▸ **小問**
次の抜粋文から、「1950年3月に、ラスク氏は」から「米のプライオリティであった。」までの部分を一字一句変えずに書き写しなさい。

▸ **抜粋文**
· · · · ·

1950年3月に、ラスク氏は極東部局長に転任。当時、国務長官で自ら非難の対象となっていたアチソン氏はラスク氏の両頬にキッスまでして感謝した、という噂まで流れた。ラスク氏は回想録でこれを否定している。
アチソン氏は後にラスク氏を国務長官に強く推薦した一人でもあった。
なぜソ連がこの安全理事会を欠席したのかは、ラスク氏が数年後にグロムイコ外相に質問したところ、スターリンがソ連代表に直接電話で欠席を指示したということだった。スターリンの読みはソ連に協力を求める必要から中国の国連加盟を交渉してくるということだった。
前年の1949年には米・ソとも朝鮮半島から戦闘部隊を引き揚げていた。しかも米軍は終戦後動員解除で人数も半分となり、実戦を経験した兵士がいなくなり戦力に問題があった。その上、欧州が常に米のプライオリティであった。
米空軍が北朝鮮のタンクを爆撃したのだが効果がなかった。たちまち韓国政府は釜山まで追い詰められた。こうなると日本に李承晩亡命政府設立!というシナリオも決してジョークとは思えない。実際米側は朝鮮半島を失うことも予測に入れ始めていた。

· · · · ·

▸ **資料**
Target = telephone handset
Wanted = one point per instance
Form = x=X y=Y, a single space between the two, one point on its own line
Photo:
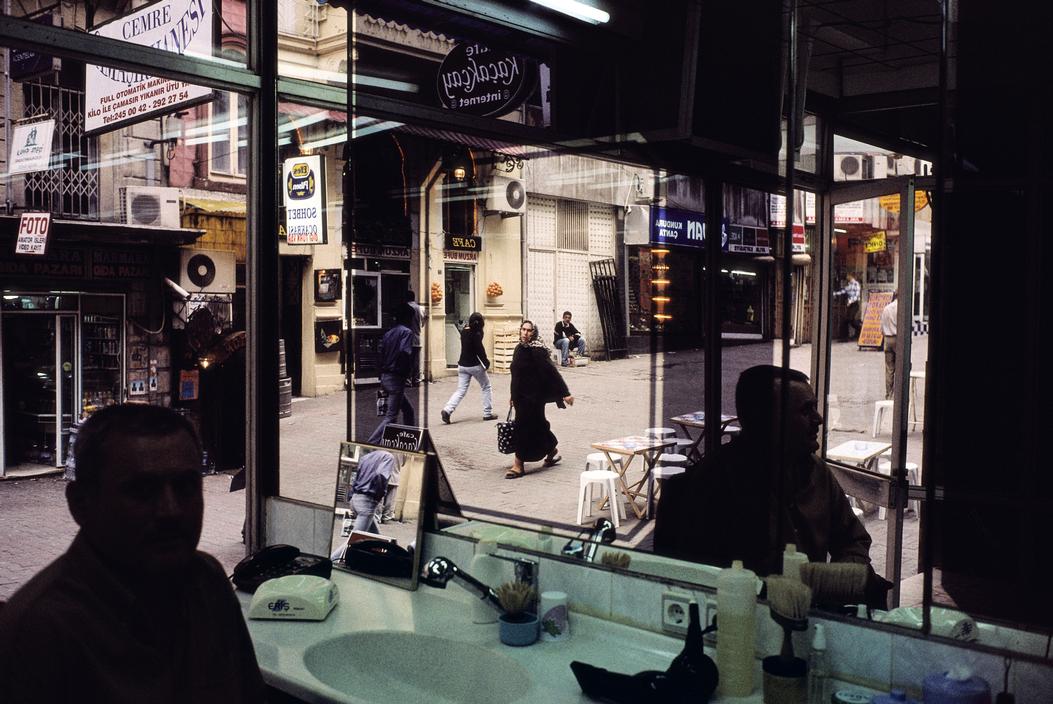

· · · · ·

▸ **解答**
1950年3月に、ラスク氏は極東部局長に転任。当時、国務長官で自ら非難の対象となっていたアチソン氏はラスク氏の両頬にキッスまでして感謝した、という噂まで流れた。ラスク氏は回想録でこれを否定している。
アチソン氏は後にラスク氏を国務長官に強く推薦した一人でもあった。
なぜソ連がこの安全理事会を欠席したのかは、ラスク氏が数年後にグロムイコ外相に質問したところ、スターリンがソ連代表に直接電話で欠席を指示したということだった。スターリンの読みはソ連に協力を求める必要から中国の国連加盟を交渉してくるということだった。
前年の1949年には米・ソとも朝鮮半島から戦闘部隊を引き揚げていた。しかも米軍は終戦後動員解除で人数も半分となり、実戦を経験した兵士がいなくなり戦力に問題があった。その上、欧州が常に米のプライオリティであった。